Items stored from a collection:
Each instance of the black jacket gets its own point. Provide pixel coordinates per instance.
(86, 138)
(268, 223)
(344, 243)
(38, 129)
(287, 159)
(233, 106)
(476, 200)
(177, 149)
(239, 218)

Task description: Render every line of the records above as a Markdown table with two columns, "No." for the row number and "Entry" for the line, omitting any blank lines.

Answer to this problem:
| No. | Entry |
|---|---|
| 1 | Each instance of the black jacket gets its own point. Provide pixel coordinates per instance. |
| 2 | (86, 138) |
| 3 | (268, 223) |
| 4 | (344, 243) |
| 5 | (38, 129) |
| 6 | (287, 159) |
| 7 | (233, 106) |
| 8 | (476, 200) |
| 9 | (177, 149) |
| 10 | (239, 218) |